Wednesday, June 4, 2014

Backus averaging and (negative) Q

----- 10 June 2014 -----

Got this from Sven Treitel:

      I thoroughly enjoyed your article in the June issue of TLE. You do offer an intriguing way to compute scattering Q values from velocity logs (what some folks call "extrinsic" attenuation). 
      A question: you obtained your curves by assuming a Backus averaging distance of 46 meters. Would your results and conclusions differ were you to repeat these calculations with a set of additional Backus averaging distances, some larger, some smaller than 46 meters? 
      A remark: what you call "reverse dispersion",. Sheriff's dictionary calls "normal dispersion" (see p. 247 of his dictionary, 4. edition). 
      And another remark: The fact that T(0) can be as large as 2 can be justified on an energy conservation basis, as Larry Lines et al showed in their recent paper---an argument which could be carried over, it seems to me, to the case you make for negative Q. 

My response:

       Glad you enjoyed the article. I chose 46 meter averaging length (L) for this particular well because it calculated out to max P wave frequency of 120 Hz. A bit longer L would be appropriate for a bit lower frequency and the 1/Q values would increase. Using L of the original layer thickness would give no change to vp or vs from sonic readings, thus 1/Q would be zero. Of course this is layer-induced 1/Q, there could also be some intrinsic 1/Q below 100 Hz due to things like patchy saturation or high viscosity pore fluid.
      All of this is, to my mind, a direct parallel with anisotropy. Backus calculates layer-induced anisotropy that combines with intrinsic anisotropy of shale intervals to yield total anisotropy.
      I missed the 'normal dispersion' definition in Sheriff, thank you.
     The philosophical connection between negative Q and T(0)>1 is made in the paper, but perhaps not too clearly.

Sven again:

     You could try to use the 1/Q estimates from your method to correct total 1/Q measurements from the seismic data for "elastic" absorption, thus perhaps leading to better non-elastic, intrinsic 1/Q estimates. As far as i know, the industry has yet to find a good way to separate the two effects, and yours could be an answer.

> PARTS OF THE EXERCISE:
1. In the Backus averaging post, why was an averaging length of 46 meters chosen for the well?
2. Please sum up the Backus averaging post in two sentences.
The items after the Backus averaging post aren't needed.

> EXTRACTED MATERIAL:
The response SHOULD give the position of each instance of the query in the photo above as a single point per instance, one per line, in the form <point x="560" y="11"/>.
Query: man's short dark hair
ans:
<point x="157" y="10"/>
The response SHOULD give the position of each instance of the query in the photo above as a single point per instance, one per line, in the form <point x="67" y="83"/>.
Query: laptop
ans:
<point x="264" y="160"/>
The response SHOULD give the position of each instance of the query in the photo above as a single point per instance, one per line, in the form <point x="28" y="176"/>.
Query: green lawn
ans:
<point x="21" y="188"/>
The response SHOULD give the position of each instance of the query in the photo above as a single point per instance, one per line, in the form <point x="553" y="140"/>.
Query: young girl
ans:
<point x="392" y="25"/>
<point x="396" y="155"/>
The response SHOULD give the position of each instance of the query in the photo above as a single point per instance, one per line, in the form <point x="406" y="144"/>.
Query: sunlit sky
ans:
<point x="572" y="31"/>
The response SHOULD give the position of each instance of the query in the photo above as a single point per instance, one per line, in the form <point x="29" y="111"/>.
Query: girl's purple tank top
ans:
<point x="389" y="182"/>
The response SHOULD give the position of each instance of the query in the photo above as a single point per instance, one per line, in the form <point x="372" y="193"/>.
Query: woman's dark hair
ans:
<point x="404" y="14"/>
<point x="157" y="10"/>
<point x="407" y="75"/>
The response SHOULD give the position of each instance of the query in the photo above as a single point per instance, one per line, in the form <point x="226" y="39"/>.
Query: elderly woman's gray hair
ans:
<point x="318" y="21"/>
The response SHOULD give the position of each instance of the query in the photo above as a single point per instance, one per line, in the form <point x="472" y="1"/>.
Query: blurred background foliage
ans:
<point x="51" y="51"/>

> ANSWERS BY TASK:
1. It calculated out to a maximum P-wave frequency of 120 Hz.

2. Sven Treitel praised an article on computing scattering Q values from velocity logs, asked whether other Backus averaging distances would change the results, and noted that Sheriff's dictionary calls "reverse dispersion" "normal dispersion." The response explained that the 46-meter length matched a maximum P-wave frequency of 120 Hz and likened layer-induced 1/Q to anisotropy, and Treitel suggested the method might help separate "elastic" absorption from intrinsic 1/Q in seismic data.